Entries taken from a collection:
- - - - -

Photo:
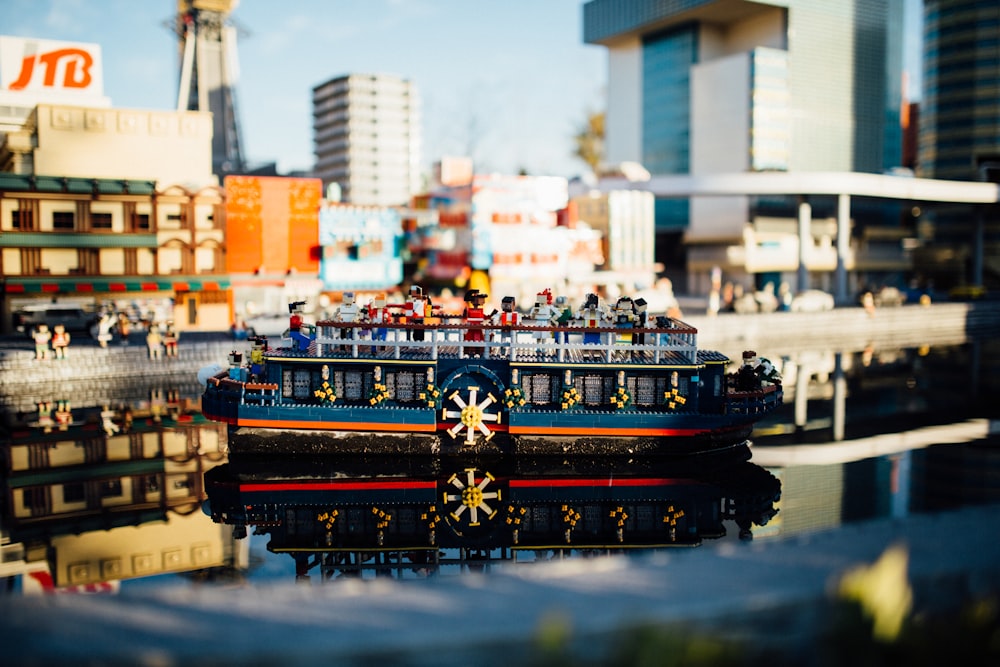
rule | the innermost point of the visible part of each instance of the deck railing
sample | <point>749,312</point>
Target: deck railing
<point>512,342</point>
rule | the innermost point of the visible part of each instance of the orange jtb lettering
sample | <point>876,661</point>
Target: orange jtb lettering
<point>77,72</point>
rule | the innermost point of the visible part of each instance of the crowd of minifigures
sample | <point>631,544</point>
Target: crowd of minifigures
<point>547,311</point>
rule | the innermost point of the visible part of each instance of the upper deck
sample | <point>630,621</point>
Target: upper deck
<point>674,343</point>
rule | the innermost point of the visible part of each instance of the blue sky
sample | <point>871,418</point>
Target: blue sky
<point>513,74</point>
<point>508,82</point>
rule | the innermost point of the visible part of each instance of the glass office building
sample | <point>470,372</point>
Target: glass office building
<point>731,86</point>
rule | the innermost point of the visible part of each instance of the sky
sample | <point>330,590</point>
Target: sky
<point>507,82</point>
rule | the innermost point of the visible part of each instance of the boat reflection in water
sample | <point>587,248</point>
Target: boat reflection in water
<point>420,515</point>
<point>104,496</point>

- - - - -

REQUIRED WORK -
Looking at the records above, state the number of lines where the word "each" occurs, and write nothing beyond it.

COMPLETED EXERCISE -
8